STATED PROBLEM: Change "fabric stripe" to "cloth stripe" in the lines from the line with "Labeling guideline: look at the image above and mark any yellow" through the end of the records, and give those lines again with nothing else altered.

[Records from a data source]
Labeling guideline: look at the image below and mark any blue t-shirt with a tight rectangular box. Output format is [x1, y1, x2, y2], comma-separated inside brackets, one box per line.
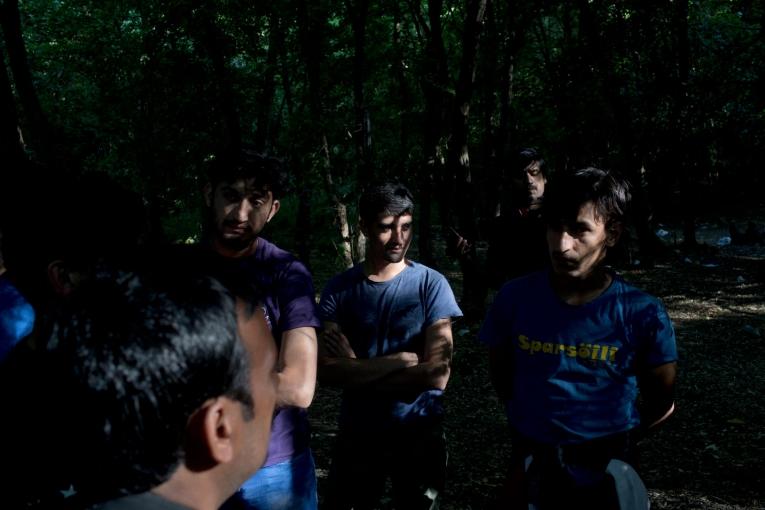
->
[0, 276, 35, 361]
[478, 271, 677, 444]
[319, 261, 462, 428]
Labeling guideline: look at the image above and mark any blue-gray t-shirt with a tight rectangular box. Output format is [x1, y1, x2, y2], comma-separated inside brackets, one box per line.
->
[478, 271, 677, 444]
[0, 276, 35, 361]
[319, 261, 462, 428]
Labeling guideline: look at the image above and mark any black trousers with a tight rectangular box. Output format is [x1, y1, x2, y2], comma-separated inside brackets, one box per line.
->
[324, 419, 447, 510]
[512, 431, 638, 510]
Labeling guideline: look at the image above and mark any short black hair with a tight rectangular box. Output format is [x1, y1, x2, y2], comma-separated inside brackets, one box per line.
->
[542, 167, 631, 228]
[3, 169, 149, 307]
[359, 182, 414, 224]
[208, 146, 288, 199]
[43, 270, 254, 497]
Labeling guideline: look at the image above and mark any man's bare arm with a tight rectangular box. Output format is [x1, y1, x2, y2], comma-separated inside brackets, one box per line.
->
[374, 318, 454, 391]
[489, 346, 513, 402]
[319, 321, 417, 388]
[276, 327, 317, 408]
[640, 363, 677, 431]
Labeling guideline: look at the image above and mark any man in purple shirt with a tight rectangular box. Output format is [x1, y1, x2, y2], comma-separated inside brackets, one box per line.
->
[205, 149, 320, 510]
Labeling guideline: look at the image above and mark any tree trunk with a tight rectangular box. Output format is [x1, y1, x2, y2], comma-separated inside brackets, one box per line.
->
[0, 52, 26, 170]
[418, 0, 448, 266]
[0, 0, 56, 163]
[201, 8, 242, 152]
[296, 0, 353, 267]
[441, 0, 488, 311]
[346, 0, 374, 262]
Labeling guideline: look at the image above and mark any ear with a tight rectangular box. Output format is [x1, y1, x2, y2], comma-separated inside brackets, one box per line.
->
[359, 218, 369, 238]
[199, 397, 234, 464]
[266, 200, 282, 222]
[202, 182, 213, 207]
[606, 223, 624, 248]
[48, 260, 74, 297]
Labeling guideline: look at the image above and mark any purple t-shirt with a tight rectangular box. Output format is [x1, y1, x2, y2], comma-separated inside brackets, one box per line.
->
[206, 237, 321, 466]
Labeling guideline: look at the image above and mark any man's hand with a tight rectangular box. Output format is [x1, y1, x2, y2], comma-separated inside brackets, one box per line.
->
[319, 321, 420, 388]
[322, 329, 356, 359]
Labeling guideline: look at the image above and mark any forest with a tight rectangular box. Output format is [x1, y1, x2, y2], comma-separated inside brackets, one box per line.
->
[0, 0, 765, 508]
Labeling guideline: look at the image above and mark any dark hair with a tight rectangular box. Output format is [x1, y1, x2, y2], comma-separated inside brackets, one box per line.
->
[359, 182, 414, 224]
[3, 172, 149, 307]
[208, 146, 287, 199]
[44, 271, 253, 496]
[542, 167, 631, 228]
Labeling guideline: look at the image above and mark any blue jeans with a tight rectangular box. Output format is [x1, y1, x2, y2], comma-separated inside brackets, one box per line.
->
[221, 449, 318, 510]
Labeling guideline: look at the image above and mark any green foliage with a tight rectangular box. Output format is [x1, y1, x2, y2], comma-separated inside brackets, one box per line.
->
[2, 0, 765, 252]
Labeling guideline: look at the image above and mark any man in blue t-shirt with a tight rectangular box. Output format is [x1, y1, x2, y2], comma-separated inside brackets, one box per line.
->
[479, 168, 677, 508]
[319, 183, 462, 510]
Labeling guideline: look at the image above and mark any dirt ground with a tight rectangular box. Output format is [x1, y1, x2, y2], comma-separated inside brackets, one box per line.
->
[311, 236, 765, 510]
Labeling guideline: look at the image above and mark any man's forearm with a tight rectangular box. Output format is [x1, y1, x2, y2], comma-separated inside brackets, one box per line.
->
[319, 356, 413, 388]
[373, 360, 451, 392]
[276, 327, 317, 408]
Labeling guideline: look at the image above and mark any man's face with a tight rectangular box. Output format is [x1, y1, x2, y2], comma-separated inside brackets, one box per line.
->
[547, 202, 618, 280]
[512, 161, 547, 208]
[364, 213, 412, 264]
[237, 302, 277, 474]
[206, 179, 279, 251]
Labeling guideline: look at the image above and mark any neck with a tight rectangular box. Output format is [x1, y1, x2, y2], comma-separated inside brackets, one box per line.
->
[363, 258, 406, 282]
[213, 237, 259, 259]
[151, 466, 231, 510]
[550, 267, 613, 306]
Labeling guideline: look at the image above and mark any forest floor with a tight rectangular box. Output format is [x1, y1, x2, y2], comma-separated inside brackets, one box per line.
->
[311, 214, 765, 510]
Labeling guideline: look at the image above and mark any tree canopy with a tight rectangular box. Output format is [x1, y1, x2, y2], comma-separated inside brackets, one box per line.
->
[0, 0, 765, 265]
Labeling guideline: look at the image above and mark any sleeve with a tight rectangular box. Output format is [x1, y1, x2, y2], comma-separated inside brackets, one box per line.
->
[478, 286, 512, 347]
[642, 301, 677, 368]
[278, 260, 321, 331]
[319, 278, 339, 322]
[425, 271, 462, 326]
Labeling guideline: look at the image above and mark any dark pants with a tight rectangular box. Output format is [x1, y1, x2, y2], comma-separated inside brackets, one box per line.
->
[498, 432, 638, 510]
[325, 420, 447, 510]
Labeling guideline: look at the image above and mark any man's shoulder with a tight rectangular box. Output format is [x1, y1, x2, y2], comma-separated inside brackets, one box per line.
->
[610, 274, 664, 310]
[90, 492, 189, 510]
[250, 237, 299, 263]
[400, 259, 446, 281]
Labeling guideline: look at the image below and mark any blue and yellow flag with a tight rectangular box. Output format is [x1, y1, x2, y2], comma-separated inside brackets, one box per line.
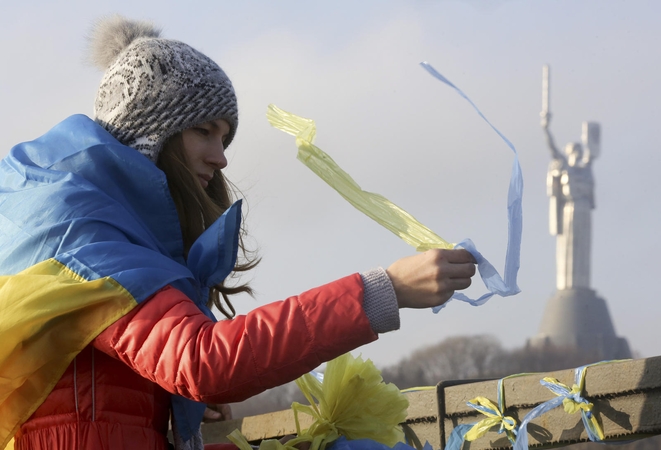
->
[0, 115, 241, 449]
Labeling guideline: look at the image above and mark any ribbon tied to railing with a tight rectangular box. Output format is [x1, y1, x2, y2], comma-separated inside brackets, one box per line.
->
[445, 374, 527, 450]
[514, 361, 612, 450]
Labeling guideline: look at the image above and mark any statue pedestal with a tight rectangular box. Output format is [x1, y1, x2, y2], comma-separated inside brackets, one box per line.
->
[528, 288, 631, 360]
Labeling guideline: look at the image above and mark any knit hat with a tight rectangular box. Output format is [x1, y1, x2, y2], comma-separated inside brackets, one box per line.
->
[90, 16, 239, 162]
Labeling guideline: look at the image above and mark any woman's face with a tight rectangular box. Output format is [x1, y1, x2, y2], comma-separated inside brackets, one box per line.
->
[181, 119, 230, 189]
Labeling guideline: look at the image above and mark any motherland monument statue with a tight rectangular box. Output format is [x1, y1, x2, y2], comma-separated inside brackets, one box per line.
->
[528, 66, 631, 359]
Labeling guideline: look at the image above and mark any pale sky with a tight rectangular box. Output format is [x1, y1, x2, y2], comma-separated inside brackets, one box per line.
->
[0, 0, 661, 366]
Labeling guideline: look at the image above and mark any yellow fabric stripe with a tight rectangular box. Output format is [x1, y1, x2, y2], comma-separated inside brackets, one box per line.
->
[0, 259, 137, 449]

EXERCISE OUTPUT:
Labeling guideline: look at the image above and mark any yellow cloth stripe with a tight rectangular box. Output format is [x1, y1, x2, y2], comma-separated inside brackets, one box per line.
->
[0, 259, 137, 449]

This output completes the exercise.